(Beginning of DATA EXTRACTS)

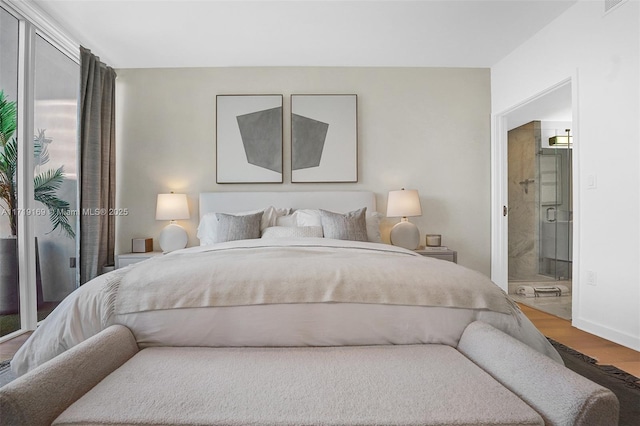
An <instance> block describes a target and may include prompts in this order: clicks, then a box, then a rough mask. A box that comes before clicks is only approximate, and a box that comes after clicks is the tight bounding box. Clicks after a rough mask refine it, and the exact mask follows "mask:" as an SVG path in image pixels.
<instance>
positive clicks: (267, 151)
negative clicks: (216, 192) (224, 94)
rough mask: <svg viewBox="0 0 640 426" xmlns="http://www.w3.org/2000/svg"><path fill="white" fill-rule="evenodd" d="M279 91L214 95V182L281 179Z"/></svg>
mask: <svg viewBox="0 0 640 426" xmlns="http://www.w3.org/2000/svg"><path fill="white" fill-rule="evenodd" d="M282 162H283V160H282V95H218V96H216V182H217V183H282V176H283V175H282Z"/></svg>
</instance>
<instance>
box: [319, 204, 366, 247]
mask: <svg viewBox="0 0 640 426" xmlns="http://www.w3.org/2000/svg"><path fill="white" fill-rule="evenodd" d="M320 219H321V220H322V231H323V232H324V237H325V238H334V239H336V240H352V241H369V238H368V237H367V208H366V207H363V208H361V209H359V210H354V211H352V212H349V213H345V214H339V213H333V212H330V211H327V210H320Z"/></svg>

(End of DATA EXTRACTS)

§ **AIM OF THE TASK**
Every line from the one containing "negative clicks: (216, 192) (224, 94)" through the end of the data must be repeated exactly, and no other line.

§ **ANSWER FOR THE TASK**
negative clicks: (216, 192) (224, 94)
rough mask: <svg viewBox="0 0 640 426" xmlns="http://www.w3.org/2000/svg"><path fill="white" fill-rule="evenodd" d="M279 91L214 95V182L281 179Z"/></svg>
mask: <svg viewBox="0 0 640 426" xmlns="http://www.w3.org/2000/svg"><path fill="white" fill-rule="evenodd" d="M282 162H283V160H282V95H218V96H216V182H217V183H282V176H283V175H282Z"/></svg>
</instance>
<instance>
box: [319, 204, 366, 247]
mask: <svg viewBox="0 0 640 426" xmlns="http://www.w3.org/2000/svg"><path fill="white" fill-rule="evenodd" d="M320 219H321V220H322V231H323V232H324V237H325V238H334V239H336V240H352V241H369V238H368V237H367V208H366V207H363V208H361V209H359V210H354V211H352V212H349V213H345V214H339V213H333V212H330V211H327V210H320Z"/></svg>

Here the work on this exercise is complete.